- _EXERCISE PROMPT_
From the rows below, extract each line that contains the string "window".

-- START PROVIDED DATA --

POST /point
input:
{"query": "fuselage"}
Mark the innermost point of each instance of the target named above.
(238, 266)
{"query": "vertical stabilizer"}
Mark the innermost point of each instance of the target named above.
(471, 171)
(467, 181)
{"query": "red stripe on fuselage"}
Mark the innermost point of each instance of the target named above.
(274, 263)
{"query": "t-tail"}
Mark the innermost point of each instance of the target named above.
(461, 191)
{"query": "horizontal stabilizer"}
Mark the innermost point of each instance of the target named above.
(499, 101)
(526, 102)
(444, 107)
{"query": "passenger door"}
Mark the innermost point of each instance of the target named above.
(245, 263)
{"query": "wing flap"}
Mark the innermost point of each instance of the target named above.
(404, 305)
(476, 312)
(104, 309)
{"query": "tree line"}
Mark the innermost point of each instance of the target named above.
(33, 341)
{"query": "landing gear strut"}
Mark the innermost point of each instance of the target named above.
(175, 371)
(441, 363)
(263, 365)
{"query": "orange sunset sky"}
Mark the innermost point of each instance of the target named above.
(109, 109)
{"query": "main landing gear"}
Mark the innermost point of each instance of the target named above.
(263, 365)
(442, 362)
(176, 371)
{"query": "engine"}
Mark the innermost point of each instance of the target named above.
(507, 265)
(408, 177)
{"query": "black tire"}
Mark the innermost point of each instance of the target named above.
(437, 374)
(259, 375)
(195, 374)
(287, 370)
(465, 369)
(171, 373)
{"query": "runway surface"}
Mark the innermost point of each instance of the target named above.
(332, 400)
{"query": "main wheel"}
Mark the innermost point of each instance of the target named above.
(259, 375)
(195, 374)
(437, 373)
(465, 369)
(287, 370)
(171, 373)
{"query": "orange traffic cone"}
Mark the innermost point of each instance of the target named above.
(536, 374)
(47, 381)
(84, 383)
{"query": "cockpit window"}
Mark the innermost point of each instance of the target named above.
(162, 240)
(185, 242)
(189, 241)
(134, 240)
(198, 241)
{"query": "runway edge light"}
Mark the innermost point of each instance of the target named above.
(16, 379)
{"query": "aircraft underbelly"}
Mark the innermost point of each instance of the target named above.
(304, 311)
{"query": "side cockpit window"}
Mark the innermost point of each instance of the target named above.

-- END PROVIDED DATA --

- _OUTPUT FOR THIS EXERCISE_
{"query": "cockpit window"}
{"query": "side cockpit window"}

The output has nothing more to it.